Restate the data below word for word. Leave the images out.

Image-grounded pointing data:
════════

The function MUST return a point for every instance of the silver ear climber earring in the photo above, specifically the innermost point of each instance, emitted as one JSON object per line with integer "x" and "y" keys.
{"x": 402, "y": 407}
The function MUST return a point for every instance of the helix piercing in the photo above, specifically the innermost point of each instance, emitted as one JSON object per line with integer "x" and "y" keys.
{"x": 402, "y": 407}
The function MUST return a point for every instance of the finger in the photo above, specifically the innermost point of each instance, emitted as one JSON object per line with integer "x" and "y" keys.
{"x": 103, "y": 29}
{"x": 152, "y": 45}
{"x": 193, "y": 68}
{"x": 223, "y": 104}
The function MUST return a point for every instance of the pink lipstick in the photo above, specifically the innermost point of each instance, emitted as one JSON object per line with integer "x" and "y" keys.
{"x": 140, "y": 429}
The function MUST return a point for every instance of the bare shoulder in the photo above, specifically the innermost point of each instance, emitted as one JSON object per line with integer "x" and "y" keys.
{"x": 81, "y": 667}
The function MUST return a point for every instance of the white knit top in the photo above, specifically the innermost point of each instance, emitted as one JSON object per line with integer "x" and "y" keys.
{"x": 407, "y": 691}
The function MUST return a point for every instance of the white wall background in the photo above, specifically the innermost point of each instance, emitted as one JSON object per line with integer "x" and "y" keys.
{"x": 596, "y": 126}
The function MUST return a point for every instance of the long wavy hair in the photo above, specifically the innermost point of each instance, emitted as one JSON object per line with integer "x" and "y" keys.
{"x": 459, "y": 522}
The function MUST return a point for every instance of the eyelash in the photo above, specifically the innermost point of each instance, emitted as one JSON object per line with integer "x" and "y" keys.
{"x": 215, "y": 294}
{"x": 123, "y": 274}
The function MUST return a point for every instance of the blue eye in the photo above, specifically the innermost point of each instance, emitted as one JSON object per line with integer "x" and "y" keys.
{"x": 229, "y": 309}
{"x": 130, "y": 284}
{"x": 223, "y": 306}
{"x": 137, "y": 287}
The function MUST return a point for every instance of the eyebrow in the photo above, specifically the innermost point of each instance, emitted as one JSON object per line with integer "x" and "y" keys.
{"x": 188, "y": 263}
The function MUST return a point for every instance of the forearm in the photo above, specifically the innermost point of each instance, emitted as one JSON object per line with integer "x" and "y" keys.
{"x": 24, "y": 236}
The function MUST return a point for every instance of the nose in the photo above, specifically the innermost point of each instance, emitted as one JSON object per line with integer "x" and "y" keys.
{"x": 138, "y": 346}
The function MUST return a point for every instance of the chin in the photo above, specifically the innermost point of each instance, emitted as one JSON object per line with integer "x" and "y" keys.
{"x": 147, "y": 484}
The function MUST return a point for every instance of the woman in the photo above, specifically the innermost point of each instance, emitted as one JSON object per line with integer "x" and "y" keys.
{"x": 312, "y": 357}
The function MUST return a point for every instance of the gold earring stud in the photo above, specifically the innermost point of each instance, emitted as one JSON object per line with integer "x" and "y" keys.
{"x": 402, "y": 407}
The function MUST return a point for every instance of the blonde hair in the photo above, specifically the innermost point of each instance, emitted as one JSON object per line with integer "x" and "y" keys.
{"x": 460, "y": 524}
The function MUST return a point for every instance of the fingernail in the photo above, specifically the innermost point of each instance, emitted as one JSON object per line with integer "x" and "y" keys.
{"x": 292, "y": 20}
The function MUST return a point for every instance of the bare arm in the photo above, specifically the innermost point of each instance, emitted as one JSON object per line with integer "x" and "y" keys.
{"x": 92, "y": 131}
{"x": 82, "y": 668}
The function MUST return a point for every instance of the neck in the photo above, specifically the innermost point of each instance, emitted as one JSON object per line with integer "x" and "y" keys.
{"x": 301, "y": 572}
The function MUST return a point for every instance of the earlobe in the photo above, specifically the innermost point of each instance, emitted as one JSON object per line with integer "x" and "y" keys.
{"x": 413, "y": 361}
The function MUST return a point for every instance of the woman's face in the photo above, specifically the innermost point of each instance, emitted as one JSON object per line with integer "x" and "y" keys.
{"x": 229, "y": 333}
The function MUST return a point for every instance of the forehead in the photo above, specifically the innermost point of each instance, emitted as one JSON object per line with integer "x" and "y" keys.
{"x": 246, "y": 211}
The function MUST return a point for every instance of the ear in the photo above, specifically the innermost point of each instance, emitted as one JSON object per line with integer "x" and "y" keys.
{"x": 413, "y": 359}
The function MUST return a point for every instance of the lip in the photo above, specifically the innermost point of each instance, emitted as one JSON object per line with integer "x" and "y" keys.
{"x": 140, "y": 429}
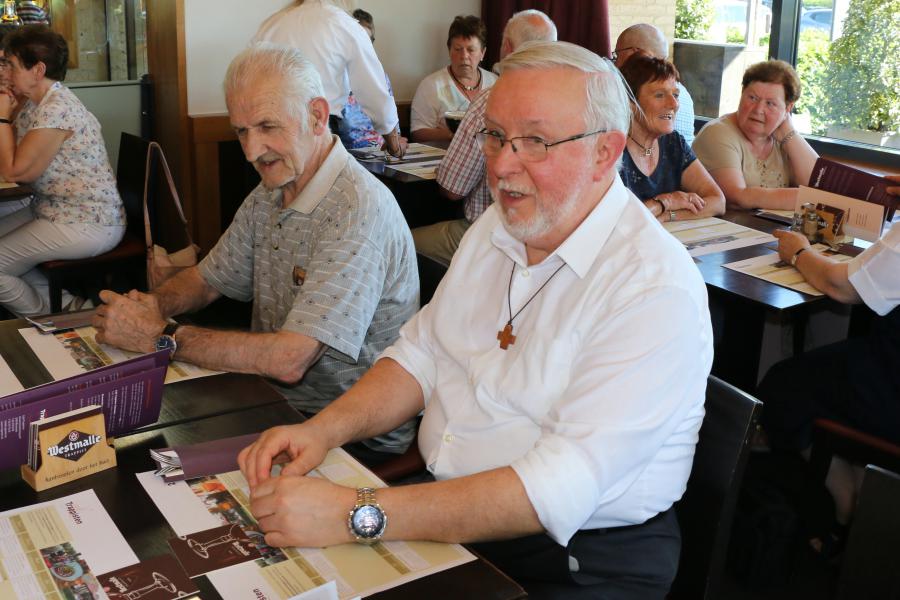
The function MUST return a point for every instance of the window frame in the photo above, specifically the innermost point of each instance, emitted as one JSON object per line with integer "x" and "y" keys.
{"x": 783, "y": 45}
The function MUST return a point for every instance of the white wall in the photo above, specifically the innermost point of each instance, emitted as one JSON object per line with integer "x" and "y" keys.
{"x": 410, "y": 38}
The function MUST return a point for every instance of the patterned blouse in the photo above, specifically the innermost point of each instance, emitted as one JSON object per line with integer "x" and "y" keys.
{"x": 78, "y": 186}
{"x": 674, "y": 157}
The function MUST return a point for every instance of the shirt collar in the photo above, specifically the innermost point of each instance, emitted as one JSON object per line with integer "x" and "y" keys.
{"x": 322, "y": 182}
{"x": 582, "y": 247}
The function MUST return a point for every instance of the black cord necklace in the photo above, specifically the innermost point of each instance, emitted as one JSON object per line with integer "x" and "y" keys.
{"x": 468, "y": 88}
{"x": 505, "y": 335}
{"x": 648, "y": 151}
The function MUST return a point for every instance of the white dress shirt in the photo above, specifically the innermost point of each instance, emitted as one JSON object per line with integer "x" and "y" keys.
{"x": 597, "y": 404}
{"x": 342, "y": 53}
{"x": 684, "y": 117}
{"x": 437, "y": 94}
{"x": 875, "y": 273}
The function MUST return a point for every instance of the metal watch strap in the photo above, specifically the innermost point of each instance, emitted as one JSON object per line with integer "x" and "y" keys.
{"x": 365, "y": 496}
{"x": 797, "y": 255}
{"x": 365, "y": 504}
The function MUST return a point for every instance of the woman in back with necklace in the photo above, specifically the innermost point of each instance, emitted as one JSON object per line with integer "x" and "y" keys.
{"x": 452, "y": 88}
{"x": 658, "y": 165}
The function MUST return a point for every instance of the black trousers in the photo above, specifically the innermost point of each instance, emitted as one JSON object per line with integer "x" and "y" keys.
{"x": 855, "y": 382}
{"x": 637, "y": 562}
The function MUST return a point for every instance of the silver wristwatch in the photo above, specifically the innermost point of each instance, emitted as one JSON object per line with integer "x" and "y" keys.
{"x": 367, "y": 520}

════════

» Solution
The function MUST return a point for every instance of the silver ear climber earring in the photo above, specifically the innermost point of each instance, emitted as one JSON object per line with integer "x" and "y" keys.
{"x": 402, "y": 407}
The function MUST return a point for every instance of the helix piercing in the photo above, specifically the innermost point of each instance, emitted as one JSON object per line with integer "x" and "y" keys.
{"x": 402, "y": 407}
The function MUST return a point for every instance of the finger in the photo above, specifically the innermost point of each instance, emitted as one JSON object per line with integer "x" and "y" keys.
{"x": 103, "y": 29}
{"x": 152, "y": 45}
{"x": 193, "y": 68}
{"x": 223, "y": 104}
The function MUST return a point for every instance of the pink lipstick in the photo above, specifically the innermost point of each instance, emitted as one JSON object per line with integer "x" and "y" keys.
{"x": 140, "y": 429}
The function MUST return a point for every instance of the bare shoulder in the photo above, specifically the innermost point of each instance, emitted as one JSON object per line with integer "x" and "y" keys.
{"x": 81, "y": 667}
The function MUST return a point for every instance of the white knit top in the photo above, specifically the innermost point of each instance, emitted as one JSON object per line with integer "x" and "y" keys.
{"x": 407, "y": 691}
The function MUST return a point for every instance of the white wall background in the photo above, specifically the innermost point of each instance, emitted as one JSON object per line with integer "x" and "y" keys.
{"x": 596, "y": 126}
The function MUST return a point for every instance of the long wavy hair in the photo above, specifically the innermost point of each instance, emitted as one JSON object per line with integer "x" and "y" keys.
{"x": 459, "y": 522}
The function MUST return a point for every instance of the eyelash in the photo above, specifically the innermost point of each instance, emitted as one JSON object per line with integer "x" and "y" keys.
{"x": 215, "y": 294}
{"x": 123, "y": 274}
The function MUST return a point for every instance of the blue eye in the photo above, specifically the innermost point of each instance, emitted as one JSON object per line with integer "x" and "y" keys.
{"x": 229, "y": 309}
{"x": 130, "y": 284}
{"x": 223, "y": 306}
{"x": 137, "y": 287}
The function MUST return a point for every instance of the eyebrow in the photo above, specifically the innermost point of each instance, emitted as one JSON object per line with integer "x" and "y" keys.
{"x": 188, "y": 263}
The function MUST return a point for every instance of the forearm in the photo above, specifically the innermost point of each instance, emitted as one JSON object per line with integer "x" and "y" keys.
{"x": 24, "y": 236}
The function MUST return a point for every instance of the nose in the photo above, specifically the innermost point of each instance, emitted as one JSON object per line with integer "x" and "y" keys.
{"x": 138, "y": 346}
The function MUST return a point for every instance of the chin in the photo above, specifically the innermost point of each instance, emitted as one JSON object per line with integer "x" and "y" keys.
{"x": 147, "y": 484}
The function MUST return a point for every instance of the woman in the photo above, specifically the innermost point of each instance, emitted as one JSON object per line with integer "x" and "y" keys.
{"x": 312, "y": 357}
The function MUST return a point for every instance of the gold earring stud in the photo above, specifically the innermost point of each instance, emitted as one JSON object per line with integer "x" and "y" keys.
{"x": 402, "y": 407}
The function MUST return a point for every instance of the blonde hair in the photo above, specifically the innermost point of each instance, emitted as one JSON object per line with integer "x" and "y" keys.
{"x": 460, "y": 524}
The function MUST return a point for every instance of the fingernail in the photo above, specifically the innermost point of each instance, emitted as one JSON object per line with integer "x" and "y" keys.
{"x": 292, "y": 20}
The function MUST return a point for every instance of the bare arm in the photo above, specifically the innermost point of each instance, emitted as one JSON object per line with integer "x" and "y" keys.
{"x": 92, "y": 131}
{"x": 82, "y": 668}
The function MUST return a point for every instance of the neck in the photo above, specifically the innermost point of each instance, emitted as one JSON object per line with integer "x" and "y" keys.
{"x": 301, "y": 572}
The function MUST return a point for every instance of the earlobe in the photo above, specifically the innermost point of each instance, emitted as one JSON object per line with integer "x" and "y" keys.
{"x": 413, "y": 361}
The function MUST return a point for every instance of the woman's face in the photo above, specifically the innermost point of each instance, emitted as one JSON object per line with integer "x" and "y" keys.
{"x": 229, "y": 333}
The function MUST return a point for every instance of the forehead in the photo above, specifically the innermost point of each instance, emitted as one JSON object per line with integer "x" and "y" keys.
{"x": 246, "y": 211}
The function MUST return a point for every instance of the ear in the photo above, specifically the innermost point of each instance, emitted as one JSON object per line with integer "x" and "y" keys.
{"x": 413, "y": 359}
The function MUST return a point for every instance of the lip in the photo above, specifically the innermost point of each instance, emitted as one JSON object per line with integer "x" and "y" keys.
{"x": 140, "y": 429}
The function MUST return a point for every instance of the window frame in the photo above, specifically the innermost point of each instance, emitted as one JSON object per line with integer "x" and "y" keys.
{"x": 783, "y": 45}
The function MUST return a point for every instance of the white wall in the photo above, specifically the innermost point of each instance, emitted as one JSON object per line with integer "x" and "y" keys.
{"x": 410, "y": 38}
The function MUST return a point for every instance of the patterned blouse in the photo above, specifically the innermost point of each instance, emitted as one JSON object per line with integer "x" and "y" keys.
{"x": 78, "y": 186}
{"x": 674, "y": 157}
The function MUST return a point for every instance of the shirt collar in the photo above, specifically the innermost point of each instance, emitted as one JSON object per line with integer "x" and "y" keys.
{"x": 322, "y": 182}
{"x": 582, "y": 247}
The function MUST return a point for every instance of the black cord necklace in the photo above, specifically the innermost point of each instance, emitted as one JSON object per line with integer "x" and "y" keys.
{"x": 468, "y": 88}
{"x": 505, "y": 335}
{"x": 648, "y": 151}
The function MUST return a point for every instance of the white dress shirt in the photo above, specifically the innermost point of each instance, emitted as one JSON object per line with integer "x" and "y" keys.
{"x": 597, "y": 404}
{"x": 342, "y": 53}
{"x": 684, "y": 117}
{"x": 437, "y": 94}
{"x": 875, "y": 273}
The function MUST return a point for every instance of the metal watch strap in the photo above, specifically the innermost point of each instance, emitted as one JSON object per line with integer "x" and "y" keys.
{"x": 365, "y": 496}
{"x": 797, "y": 255}
{"x": 365, "y": 504}
The function MUST return a point for every instance of the woman in back with necklace in the photo above, specifically the innermost point of each instance, emitted as one JSON object per line with integer "x" and "y" keys.
{"x": 452, "y": 88}
{"x": 658, "y": 165}
The function MUST return a point for every instance of the black trousers in the photo above, specifically the innermost point of each instance, emitted as one JSON object per line with integer "x" and "y" keys.
{"x": 855, "y": 382}
{"x": 637, "y": 562}
The function MUST return a point for every instance of the silver wristwatch in the photo above, specifically the innermost point of each instance, emitted as one JSON object per line with integer "x" and "y" keys.
{"x": 367, "y": 520}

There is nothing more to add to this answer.